▶ [ABOUT THIS EXERCISE]:
Nothing in the records should be altered; retype them all exactly.

Data entries:
■ ■ ■
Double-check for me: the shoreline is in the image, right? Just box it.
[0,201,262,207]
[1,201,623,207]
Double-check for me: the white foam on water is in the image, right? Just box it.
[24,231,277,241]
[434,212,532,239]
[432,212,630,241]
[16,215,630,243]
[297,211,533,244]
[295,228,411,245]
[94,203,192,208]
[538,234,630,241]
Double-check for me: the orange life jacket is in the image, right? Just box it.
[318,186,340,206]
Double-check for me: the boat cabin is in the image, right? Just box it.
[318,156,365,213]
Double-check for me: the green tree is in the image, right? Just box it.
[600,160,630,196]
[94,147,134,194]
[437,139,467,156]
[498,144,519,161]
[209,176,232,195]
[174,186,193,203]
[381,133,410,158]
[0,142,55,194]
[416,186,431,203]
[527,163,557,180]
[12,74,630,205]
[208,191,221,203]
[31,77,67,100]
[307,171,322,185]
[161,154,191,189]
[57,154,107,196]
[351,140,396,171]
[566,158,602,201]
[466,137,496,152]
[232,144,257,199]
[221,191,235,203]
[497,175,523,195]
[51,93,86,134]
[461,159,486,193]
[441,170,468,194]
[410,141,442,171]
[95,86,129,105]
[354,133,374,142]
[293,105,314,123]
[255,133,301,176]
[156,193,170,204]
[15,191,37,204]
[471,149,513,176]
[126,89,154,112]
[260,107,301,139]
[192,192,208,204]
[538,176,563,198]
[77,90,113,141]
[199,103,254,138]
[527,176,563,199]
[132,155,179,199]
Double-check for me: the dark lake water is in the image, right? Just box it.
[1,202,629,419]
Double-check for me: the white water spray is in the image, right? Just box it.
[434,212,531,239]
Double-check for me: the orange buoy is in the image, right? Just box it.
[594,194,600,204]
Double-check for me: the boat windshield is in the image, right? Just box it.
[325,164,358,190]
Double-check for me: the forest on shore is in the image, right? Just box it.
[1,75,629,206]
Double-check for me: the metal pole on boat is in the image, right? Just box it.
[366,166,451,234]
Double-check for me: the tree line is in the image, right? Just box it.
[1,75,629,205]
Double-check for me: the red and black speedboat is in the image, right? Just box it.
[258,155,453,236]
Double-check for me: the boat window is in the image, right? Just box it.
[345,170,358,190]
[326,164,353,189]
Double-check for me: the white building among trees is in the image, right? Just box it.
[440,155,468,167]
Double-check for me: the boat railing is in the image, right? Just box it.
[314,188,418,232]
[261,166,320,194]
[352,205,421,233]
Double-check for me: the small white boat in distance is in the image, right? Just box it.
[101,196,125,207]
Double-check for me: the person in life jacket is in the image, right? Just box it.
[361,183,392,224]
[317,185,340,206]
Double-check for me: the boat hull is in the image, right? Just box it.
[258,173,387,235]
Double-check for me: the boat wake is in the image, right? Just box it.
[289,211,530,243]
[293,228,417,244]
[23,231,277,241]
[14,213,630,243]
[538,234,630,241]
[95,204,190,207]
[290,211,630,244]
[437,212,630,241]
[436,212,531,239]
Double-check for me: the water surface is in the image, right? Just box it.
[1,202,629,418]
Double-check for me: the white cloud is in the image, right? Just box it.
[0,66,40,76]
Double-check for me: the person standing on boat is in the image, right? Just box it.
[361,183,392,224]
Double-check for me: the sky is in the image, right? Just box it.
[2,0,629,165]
■ ■ ■
▶ [REPLY]:
Double-check for me: the shoreline is in the image, right? Just box it.
[0,201,262,207]
[1,201,623,207]
Double-check for me: the white foam on water is in the image, right? Just box it.
[24,231,277,241]
[434,212,532,239]
[432,212,630,241]
[16,215,630,243]
[297,211,533,244]
[295,228,411,245]
[94,203,192,208]
[538,234,630,241]
Double-check for me: the orange life jacket is in the image, right? Just box it.
[318,186,340,206]
Double-check for me: the boat cabin is in the image, right? Just box it.
[318,156,365,213]
Double-check for me: the green tree is in the image, right? Just box it.
[600,160,630,196]
[94,147,134,194]
[437,139,467,156]
[498,144,519,161]
[209,176,232,195]
[174,186,193,203]
[381,133,410,158]
[0,142,55,194]
[416,186,431,203]
[527,163,557,180]
[12,74,630,205]
[208,191,221,203]
[31,77,67,100]
[307,171,322,185]
[161,154,191,189]
[57,154,107,196]
[351,140,396,171]
[566,158,602,201]
[466,137,496,152]
[232,144,257,199]
[221,191,235,203]
[497,175,523,195]
[51,93,86,134]
[461,159,486,193]
[441,170,468,194]
[410,141,442,171]
[95,86,129,105]
[354,133,374,142]
[293,105,314,123]
[255,133,301,176]
[156,193,170,204]
[15,191,37,204]
[471,149,513,176]
[126,89,154,112]
[260,107,301,139]
[192,192,208,204]
[538,176,563,198]
[77,90,113,141]
[199,103,254,138]
[527,176,563,199]
[132,155,179,199]
Double-check for me: the dark lake water is in the image, right? Just box it.
[1,202,629,419]
Double-check for me: the white water spray is in the image, right? Just box it.
[434,212,531,239]
Double-check for me: the orange buoy is in the image, right? Just box it.
[594,194,600,204]
Double-check for me: the boat windshield is in the image, right? Just box it.
[325,164,358,190]
Double-check for me: the forest on shore is in the image, right? Just box it.
[1,75,629,206]
Double-check for me: the metal pole on boat is in the image, right? Just box it.
[366,166,451,234]
Double-check for me: the tree line is in the image, right? Just box it.
[1,75,629,205]
Double-check for me: the red and black speedboat is in the image, right? Just box it.
[258,155,453,236]
Double-check for me: the boat window is in the image, right? Just box it.
[345,170,358,190]
[326,164,353,189]
Double-check for me: the white building among trees is in the image, right? Just box it.
[440,155,468,167]
Double-check for me: the boat railing is in the image, right? Just box it.
[314,188,418,232]
[261,166,320,194]
[352,205,421,233]
Double-check for me: the small white boat in distance is in the image, right? Just box it.
[101,196,125,207]
Double-check for me: the person in life jacket is in the image, right? Just box it.
[361,183,392,224]
[317,185,340,206]
Double-check for me: the boat hull is in the image, right? Just box it.
[258,173,387,235]
Double-check for me: the boat wake is in the image, right? Just box it.
[289,211,530,243]
[293,228,417,244]
[23,231,277,241]
[14,213,630,243]
[538,234,630,241]
[95,204,190,207]
[290,211,630,244]
[437,212,630,241]
[436,212,531,239]
Double-check for me: the water surface is in the image, right? Just box it.
[1,202,629,418]
Double-check for me: the white cloud is in the image, right? Just box it.
[0,66,40,76]
Double-check for me: the person standing on boat is in the image, right? Just box it.
[361,183,392,224]
Double-check for me: the sky is in the image, right? Just box it.
[2,0,629,165]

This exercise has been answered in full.